Secondo l'estratto sulla strategia di Schlein, perché lei deve evitare di costringere Conte a mostrarsi rassegnato al ruolo di junior partner? Rispondi in una o due frasi.
***** Estratto del documento *****
Il metodo: primo, nessuna forzatura verso le altre forze della futura coalizione. Schlein ha spiegato che non crede nei «i tavoli» e nelle «stanze chiuse», ma «nelle battaglie comuni».

Certo, le distanze con Giuseppe Conte si accorciano (venerdì erano insieme sul palco del Pride di Napoli, lunedì saranno insieme sul palco dell’Anpi a Bologna), ma deve stare attenta a non metterlo in difficoltà davanti ai suoi, a non costringerlo a mostrarsi rassegnato al ruolo di junior partner.

Che potrebbe fargli perdere altri consensi: e un M5s sotto il 10 per cento non sarebbe una buona notizia per nessuno. Secondo, scegliere i candidati giusti: non c’è altra strada per tenere insieme non solo le forze politiche ma anche le forze civiche che sui territori fanno la differenza.

Nuovo modello Umbro

In Umbria il percorso è già avanti. L’incredibile riconquista di Perugia da parte di Vittoria Ferdinandi ha testato uno schema: alleanza larghissima, dalla sinistra-sinistra ai centristi di Azione, con una candidata civica, una psicologa da sempre impegnata in progetti di inclusione per persone fragili.

Lo scontento dei perugini per i dieci anni di governo di Andrea Romizi ha fatto il resto. Per le prossime regionali (la finestra per il voto è fra il 15 ottobre e il 15 dicembre, la data che circola è il primo dicembre) la candidata presidente “naturale” è la sindaca di Assisi Stefania Proietti. Profilo diverso da Ferdinandi, ma lo schema è lo stesso: civica anche lei, ma ingegnera industriale e un curriculum da dirigente pubblico e di azienda.
***** Materiale fornito *****
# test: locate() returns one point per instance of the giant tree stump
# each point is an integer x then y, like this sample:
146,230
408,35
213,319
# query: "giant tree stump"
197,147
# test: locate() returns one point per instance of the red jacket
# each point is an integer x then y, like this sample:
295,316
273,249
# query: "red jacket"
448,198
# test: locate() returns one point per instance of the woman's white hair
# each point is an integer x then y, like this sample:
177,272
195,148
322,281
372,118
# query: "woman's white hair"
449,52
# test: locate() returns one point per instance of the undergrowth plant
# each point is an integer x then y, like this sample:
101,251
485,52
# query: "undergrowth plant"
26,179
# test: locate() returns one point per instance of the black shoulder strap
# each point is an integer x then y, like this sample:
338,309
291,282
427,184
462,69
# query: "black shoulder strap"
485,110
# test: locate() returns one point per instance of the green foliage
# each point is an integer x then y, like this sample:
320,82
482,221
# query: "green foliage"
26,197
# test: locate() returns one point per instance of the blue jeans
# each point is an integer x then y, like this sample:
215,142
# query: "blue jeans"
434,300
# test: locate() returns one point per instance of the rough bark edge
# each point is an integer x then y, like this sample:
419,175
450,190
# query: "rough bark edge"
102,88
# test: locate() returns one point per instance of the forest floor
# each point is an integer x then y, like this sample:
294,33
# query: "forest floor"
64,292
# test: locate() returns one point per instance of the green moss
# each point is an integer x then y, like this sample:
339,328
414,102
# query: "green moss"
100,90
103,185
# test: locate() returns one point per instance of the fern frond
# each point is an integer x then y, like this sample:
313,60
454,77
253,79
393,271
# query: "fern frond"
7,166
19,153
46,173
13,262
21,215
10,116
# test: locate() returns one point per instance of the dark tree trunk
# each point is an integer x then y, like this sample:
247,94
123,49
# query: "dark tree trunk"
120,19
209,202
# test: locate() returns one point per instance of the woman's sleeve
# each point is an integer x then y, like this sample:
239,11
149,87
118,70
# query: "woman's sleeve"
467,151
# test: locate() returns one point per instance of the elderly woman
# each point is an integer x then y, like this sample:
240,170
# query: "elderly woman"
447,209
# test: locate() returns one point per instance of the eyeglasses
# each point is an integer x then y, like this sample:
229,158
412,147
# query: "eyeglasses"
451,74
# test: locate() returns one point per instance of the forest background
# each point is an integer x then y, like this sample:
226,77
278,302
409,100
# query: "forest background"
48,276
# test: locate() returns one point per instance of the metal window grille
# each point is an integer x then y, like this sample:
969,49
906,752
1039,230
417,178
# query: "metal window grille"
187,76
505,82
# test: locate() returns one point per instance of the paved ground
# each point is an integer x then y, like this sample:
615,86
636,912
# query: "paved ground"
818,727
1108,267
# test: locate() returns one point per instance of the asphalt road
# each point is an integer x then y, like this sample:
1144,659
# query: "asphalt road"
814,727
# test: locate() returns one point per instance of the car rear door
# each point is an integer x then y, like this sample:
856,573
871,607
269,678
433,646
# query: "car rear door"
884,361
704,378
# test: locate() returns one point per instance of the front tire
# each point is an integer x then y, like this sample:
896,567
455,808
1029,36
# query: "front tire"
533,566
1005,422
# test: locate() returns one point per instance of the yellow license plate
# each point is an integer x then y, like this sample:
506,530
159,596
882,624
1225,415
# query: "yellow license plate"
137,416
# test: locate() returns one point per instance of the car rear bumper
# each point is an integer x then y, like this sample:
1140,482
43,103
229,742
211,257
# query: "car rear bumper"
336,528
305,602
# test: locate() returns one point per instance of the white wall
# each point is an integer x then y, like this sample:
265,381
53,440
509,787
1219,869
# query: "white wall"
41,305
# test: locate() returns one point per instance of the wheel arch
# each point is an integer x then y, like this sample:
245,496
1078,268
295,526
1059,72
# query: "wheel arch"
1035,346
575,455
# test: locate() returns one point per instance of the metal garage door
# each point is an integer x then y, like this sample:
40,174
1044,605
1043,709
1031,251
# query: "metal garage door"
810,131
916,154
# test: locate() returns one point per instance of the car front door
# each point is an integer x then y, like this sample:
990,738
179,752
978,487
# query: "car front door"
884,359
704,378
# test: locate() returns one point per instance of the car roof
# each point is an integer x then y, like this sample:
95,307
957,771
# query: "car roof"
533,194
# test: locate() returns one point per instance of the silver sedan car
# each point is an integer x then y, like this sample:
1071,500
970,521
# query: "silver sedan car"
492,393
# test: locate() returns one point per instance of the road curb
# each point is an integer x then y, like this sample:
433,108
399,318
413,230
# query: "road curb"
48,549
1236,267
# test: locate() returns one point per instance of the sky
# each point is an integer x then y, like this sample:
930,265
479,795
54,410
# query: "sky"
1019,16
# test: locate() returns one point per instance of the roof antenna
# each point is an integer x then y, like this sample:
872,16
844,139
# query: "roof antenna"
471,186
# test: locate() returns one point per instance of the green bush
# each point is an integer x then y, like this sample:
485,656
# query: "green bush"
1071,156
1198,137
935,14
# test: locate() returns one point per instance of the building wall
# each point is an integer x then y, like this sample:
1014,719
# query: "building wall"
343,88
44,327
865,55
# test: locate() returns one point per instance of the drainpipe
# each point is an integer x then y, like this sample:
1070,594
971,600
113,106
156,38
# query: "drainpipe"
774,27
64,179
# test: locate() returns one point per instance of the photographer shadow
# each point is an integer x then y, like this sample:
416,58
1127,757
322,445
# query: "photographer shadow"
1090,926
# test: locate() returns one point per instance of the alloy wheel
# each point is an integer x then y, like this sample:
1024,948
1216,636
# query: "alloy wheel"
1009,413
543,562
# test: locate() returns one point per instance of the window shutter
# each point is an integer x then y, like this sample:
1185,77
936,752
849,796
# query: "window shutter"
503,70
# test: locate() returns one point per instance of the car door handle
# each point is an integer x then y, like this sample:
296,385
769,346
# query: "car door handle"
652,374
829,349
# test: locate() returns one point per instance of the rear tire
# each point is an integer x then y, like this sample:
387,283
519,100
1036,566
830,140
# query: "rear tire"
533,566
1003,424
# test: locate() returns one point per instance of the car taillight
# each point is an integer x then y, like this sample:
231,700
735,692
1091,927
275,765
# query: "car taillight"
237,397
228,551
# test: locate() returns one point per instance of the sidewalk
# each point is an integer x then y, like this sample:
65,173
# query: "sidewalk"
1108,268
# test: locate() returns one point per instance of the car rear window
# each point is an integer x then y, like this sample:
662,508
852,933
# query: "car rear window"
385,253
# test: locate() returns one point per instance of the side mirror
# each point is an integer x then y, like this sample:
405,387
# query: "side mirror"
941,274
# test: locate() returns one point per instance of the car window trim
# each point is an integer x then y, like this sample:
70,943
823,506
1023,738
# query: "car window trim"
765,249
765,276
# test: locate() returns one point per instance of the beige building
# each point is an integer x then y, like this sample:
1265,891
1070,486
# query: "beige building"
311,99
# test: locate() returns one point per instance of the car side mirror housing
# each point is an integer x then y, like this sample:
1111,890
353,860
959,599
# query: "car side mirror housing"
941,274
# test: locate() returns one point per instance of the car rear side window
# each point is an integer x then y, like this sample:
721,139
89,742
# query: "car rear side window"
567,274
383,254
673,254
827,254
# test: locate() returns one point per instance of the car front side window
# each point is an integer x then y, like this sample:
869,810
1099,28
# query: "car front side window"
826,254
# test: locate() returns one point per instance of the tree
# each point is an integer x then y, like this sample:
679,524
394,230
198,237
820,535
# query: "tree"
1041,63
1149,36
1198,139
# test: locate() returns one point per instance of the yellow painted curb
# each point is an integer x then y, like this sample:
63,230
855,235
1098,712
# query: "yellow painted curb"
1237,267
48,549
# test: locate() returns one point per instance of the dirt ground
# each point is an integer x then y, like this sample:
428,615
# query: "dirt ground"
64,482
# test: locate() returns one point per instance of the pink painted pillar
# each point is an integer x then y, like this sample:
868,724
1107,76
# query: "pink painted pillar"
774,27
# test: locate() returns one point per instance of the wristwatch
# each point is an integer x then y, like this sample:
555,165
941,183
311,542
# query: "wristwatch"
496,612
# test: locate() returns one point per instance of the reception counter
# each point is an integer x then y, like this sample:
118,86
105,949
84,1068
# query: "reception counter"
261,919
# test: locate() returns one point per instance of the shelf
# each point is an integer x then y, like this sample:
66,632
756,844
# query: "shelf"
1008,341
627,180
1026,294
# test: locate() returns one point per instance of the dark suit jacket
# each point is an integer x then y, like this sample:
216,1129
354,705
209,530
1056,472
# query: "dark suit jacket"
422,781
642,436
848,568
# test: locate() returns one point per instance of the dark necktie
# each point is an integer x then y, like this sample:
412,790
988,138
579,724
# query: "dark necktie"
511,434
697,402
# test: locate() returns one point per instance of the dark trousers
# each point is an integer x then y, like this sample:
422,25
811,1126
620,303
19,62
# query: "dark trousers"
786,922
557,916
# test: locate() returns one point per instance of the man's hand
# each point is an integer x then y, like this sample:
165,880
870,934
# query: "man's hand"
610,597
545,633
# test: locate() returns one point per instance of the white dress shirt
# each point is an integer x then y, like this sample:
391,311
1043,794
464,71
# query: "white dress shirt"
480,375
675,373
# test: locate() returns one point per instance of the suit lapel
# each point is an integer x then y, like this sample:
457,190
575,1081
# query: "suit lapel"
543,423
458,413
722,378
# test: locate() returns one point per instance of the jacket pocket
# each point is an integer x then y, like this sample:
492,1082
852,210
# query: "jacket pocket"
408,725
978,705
*****
Soluzione esercizio>
Perché questo potrebbe fargli perdere altri consensi, e un M5s sotto il 10 per cento non sarebbe una buona notizia per nessuno.